START Given data

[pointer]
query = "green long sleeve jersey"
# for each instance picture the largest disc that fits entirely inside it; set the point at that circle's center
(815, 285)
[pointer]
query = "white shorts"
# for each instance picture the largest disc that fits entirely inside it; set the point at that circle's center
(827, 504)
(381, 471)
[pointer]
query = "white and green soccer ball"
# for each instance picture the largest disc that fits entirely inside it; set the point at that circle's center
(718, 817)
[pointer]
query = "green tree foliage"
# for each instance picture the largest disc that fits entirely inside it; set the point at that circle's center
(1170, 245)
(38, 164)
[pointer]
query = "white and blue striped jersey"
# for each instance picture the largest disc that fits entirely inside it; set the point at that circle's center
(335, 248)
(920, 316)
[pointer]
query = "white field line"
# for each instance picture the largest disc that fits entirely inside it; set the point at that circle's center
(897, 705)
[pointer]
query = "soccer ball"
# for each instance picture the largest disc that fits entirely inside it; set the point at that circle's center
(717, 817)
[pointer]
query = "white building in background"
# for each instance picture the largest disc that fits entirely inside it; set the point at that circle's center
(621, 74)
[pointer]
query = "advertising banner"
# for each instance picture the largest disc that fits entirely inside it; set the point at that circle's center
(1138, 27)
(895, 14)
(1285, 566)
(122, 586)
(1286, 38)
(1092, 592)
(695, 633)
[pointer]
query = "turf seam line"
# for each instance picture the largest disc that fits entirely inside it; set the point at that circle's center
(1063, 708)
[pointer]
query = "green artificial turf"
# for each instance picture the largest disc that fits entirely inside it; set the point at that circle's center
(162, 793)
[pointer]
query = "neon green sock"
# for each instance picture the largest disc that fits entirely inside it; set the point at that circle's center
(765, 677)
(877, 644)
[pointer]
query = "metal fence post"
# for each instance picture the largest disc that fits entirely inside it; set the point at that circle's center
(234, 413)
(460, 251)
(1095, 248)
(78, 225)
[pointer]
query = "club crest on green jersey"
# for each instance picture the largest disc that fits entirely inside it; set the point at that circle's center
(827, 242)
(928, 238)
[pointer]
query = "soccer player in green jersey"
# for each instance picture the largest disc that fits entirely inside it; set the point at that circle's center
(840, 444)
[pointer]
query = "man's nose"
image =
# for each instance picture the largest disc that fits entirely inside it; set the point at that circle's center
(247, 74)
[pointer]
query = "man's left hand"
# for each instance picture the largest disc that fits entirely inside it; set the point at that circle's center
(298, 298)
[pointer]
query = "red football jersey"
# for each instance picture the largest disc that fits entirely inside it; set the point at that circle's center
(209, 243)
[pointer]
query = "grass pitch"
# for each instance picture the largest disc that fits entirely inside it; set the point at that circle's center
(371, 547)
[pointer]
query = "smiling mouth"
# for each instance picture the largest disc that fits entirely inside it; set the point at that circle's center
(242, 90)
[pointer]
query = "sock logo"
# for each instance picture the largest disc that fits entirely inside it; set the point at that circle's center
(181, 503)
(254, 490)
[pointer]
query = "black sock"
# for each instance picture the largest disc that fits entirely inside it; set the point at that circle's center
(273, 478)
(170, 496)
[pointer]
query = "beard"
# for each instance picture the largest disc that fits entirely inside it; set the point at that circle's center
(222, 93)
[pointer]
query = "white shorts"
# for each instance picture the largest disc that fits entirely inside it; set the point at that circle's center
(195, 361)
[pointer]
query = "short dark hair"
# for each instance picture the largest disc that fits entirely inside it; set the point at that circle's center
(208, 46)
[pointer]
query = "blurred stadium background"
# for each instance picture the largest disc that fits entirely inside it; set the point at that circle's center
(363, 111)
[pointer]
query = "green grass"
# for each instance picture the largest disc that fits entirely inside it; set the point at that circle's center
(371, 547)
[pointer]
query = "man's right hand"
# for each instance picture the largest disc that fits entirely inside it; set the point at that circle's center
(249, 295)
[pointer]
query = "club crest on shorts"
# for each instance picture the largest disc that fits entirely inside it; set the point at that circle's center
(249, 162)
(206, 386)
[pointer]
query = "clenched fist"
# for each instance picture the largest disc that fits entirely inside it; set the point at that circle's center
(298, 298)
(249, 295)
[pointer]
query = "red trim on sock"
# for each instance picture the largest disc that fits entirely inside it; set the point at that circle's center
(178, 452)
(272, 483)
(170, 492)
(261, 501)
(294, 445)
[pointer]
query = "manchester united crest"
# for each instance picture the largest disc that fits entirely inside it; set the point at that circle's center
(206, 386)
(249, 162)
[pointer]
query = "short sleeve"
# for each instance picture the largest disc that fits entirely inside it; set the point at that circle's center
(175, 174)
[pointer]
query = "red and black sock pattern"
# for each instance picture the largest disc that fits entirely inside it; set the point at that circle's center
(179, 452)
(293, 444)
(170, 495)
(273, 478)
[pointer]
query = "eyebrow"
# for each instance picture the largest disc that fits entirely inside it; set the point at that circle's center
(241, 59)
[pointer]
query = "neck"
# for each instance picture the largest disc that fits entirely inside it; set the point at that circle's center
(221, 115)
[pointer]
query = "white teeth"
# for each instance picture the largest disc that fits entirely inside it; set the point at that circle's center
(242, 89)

END Given data

Problem to solve> Among the records, how many lines include the string "white"? State the number and add nothing.

Reply> 7